=== Begin Enclosure ===

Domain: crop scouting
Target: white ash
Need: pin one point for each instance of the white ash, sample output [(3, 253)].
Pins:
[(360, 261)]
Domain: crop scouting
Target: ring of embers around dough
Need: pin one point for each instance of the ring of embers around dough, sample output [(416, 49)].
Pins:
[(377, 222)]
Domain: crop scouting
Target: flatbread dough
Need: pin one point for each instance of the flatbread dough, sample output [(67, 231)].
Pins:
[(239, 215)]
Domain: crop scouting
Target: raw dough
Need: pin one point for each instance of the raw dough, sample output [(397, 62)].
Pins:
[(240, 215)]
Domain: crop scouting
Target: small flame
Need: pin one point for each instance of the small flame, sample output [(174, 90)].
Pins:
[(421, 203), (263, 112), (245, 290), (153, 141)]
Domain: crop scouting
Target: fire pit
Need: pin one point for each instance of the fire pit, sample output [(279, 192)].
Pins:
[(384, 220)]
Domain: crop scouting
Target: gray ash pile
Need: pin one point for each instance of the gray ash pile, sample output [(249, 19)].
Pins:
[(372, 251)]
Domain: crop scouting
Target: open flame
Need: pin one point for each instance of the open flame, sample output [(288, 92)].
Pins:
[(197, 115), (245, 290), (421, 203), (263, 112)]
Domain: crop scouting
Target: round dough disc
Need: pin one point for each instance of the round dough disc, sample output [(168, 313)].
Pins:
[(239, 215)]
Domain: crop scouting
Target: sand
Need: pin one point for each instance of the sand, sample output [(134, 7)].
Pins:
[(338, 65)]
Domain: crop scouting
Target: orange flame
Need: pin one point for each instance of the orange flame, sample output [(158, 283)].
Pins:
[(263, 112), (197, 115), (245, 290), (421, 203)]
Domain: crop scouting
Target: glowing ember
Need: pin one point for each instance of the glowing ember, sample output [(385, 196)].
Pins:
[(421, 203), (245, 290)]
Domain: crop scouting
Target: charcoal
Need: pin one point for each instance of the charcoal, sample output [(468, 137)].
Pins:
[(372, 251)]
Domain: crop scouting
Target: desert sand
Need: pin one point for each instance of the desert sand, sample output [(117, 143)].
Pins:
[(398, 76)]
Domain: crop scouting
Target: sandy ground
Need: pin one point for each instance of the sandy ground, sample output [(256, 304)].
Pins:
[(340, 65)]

=== End Enclosure ===

- _INSTRUCTIONS TO FOLLOW_
Set down the listing in full, keeping every word exactly as it is.

- _REPLY TO THE EXERCISE_
Domain: crop scouting
Target: white ash
Need: pin one point for each instance of the white ash, sample output [(3, 253)].
Pins:
[(360, 261)]
Domain: crop scouting
Target: ring of embers around dough
Need: pin one point for each instance of the ring of embers around dough, sample output [(416, 49)].
Pins:
[(377, 222)]
Domain: crop scouting
Target: flatbread dough
Need: pin one point for each instance of the flatbread dough, sample output [(67, 231)].
Pins:
[(239, 215)]
Domain: crop scouting
Target: raw dough
Need: pin one point for each instance of the raw dough, sample output [(397, 62)].
Pins:
[(240, 215)]
Domain: crop scouting
Target: small flame
Need: pin one point for each instance of the small flame, sample output [(174, 90)].
Pins:
[(421, 203), (263, 112), (245, 290), (153, 141)]
Domain: crop scouting
Target: fire pit
Need: pin one point for each instance of the fire pit, sample output [(279, 192)].
Pins:
[(384, 220)]
Domain: crop scouting
Target: gray ash pile
Need: pin one point for each instance of the gray ash pile, sample output [(249, 19)].
Pins:
[(372, 251)]
Domain: crop scouting
Target: open flame
Need: pin one point for each instance of the open flame, sample output [(288, 92)].
Pins:
[(197, 115), (245, 290), (421, 203), (263, 112)]
Domain: crop scouting
Target: round dough disc
Need: pin one point for each instance of the round dough disc, sample output [(168, 313)].
Pins:
[(239, 215)]
Domain: crop scouting
Target: sand
Need: pin one point for each instance of the sand, sample output [(134, 7)].
Pins:
[(338, 65)]
Domain: crop scouting
Target: orange flame
Need: pin one point for each instance of the orange flame, sample output [(158, 283)].
Pins:
[(263, 112), (197, 115), (245, 290), (421, 203)]
Domain: crop scouting
Target: glowing ember
Need: pin one point for each instance of the glowing ember, sample output [(385, 196)].
Pins:
[(421, 203), (245, 290)]
Domain: crop scouting
Target: charcoal
Need: pin one point for each instance of the charcoal, sample output [(468, 137)].
Pins:
[(372, 251)]
Domain: crop scouting
Target: desert sand
Need: pin one point for each instance of the desert sand, sample output [(117, 143)].
Pins:
[(398, 76)]
Domain: crop scouting
Target: sandy ground
Need: pin one point for each instance of the sandy ground, sample output [(256, 304)].
Pins:
[(340, 65)]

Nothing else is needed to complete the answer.